__Фрагмент текста__.
★ ★ ★
Страх парализует. Так я это понимаю. А если ты что-то делаешь, значит, тебя не парализовало.

Возможно, тут происходит то же самое, что и в процессе психологических экспериментов на животных: даже если подопытное животное в каком-то одном месте постоянно ударяют электрическим током, оно, несмотря на неприятные ощущения, в это место всегда возвращается, так как там есть корм или вода. Раз или два это неприятно, но потом животное перестает чувствовать удар током или не обращает на него внимания.

— Человек привыкает жить с ощущением постоянной опасности?

— Возможно, я боялся. Хотя… как можно, начиная что-то делать, бояться? — ведь тогда у тебя руки трясутся и ноги подгибаются.

Вы страшные люди. И плохо подготовлены — знаете почему? Потому что не уловили заранее, какая тогда была атмосфера. Книжки читали бегло, как это свойственно журналистам. Халтурщики, вот вы кто, — каждую фразу надо было прочитать хотя бы два раза, чтобы все это уложилось в голове… Какой был климат, не понимаете. Спрашиваете: что я тогда чувствовал? Да вы вообще не понимаете, какое это было время. Чувствовал ли я что-нибудь? Если что-то чувствуешь, нельзя ничего делать. Сначала делаешь, а потом уже чувствуешь. Надо просто хорошо делать свое дело. А чувствовать? Не знаю, что это значит. Я правда не понимаю.

Вы задаете такие вопросы, что я диву даюсь. Взрослые люди, написали сотню или тысячу очерков, а толку никакого.

Когда немец стреляет, ты либо думаешь, что его проведешь и он в тебя не попадет, либо носа не высунешь из укрытия. Это игра: тот, в кого стреляют, играет с тем, кто стреляет. Жертва должна обмануть палача. А это требует от нее активности. Если жертва боится, страх ее парализует, а палач будет стрелять вволю и, пусть даже у него астигматизм, в конце концов попадет в цель.
★ ★ ★
__Фрагменты данных__.
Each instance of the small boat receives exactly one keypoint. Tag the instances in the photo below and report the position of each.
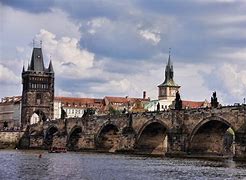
(57, 150)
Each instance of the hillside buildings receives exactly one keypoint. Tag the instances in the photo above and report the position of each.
(39, 103)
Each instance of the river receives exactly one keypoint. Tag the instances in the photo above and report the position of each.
(15, 164)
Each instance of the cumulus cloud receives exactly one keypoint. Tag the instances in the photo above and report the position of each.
(229, 80)
(69, 60)
(7, 76)
(151, 36)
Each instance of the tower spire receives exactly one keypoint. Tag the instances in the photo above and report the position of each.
(23, 69)
(51, 67)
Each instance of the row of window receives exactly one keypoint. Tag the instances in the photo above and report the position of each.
(39, 79)
(74, 111)
(39, 86)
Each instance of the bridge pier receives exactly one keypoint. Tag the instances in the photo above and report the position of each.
(176, 144)
(240, 146)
★ ★ ★
__Ваша задача__. Что, согласно фрагменту текста о страхе, должна сделать жертва по отношению к палачу? Строки здесь никакой роли не играют.

__Выполненное задание__. Жертва должна обмануть палача.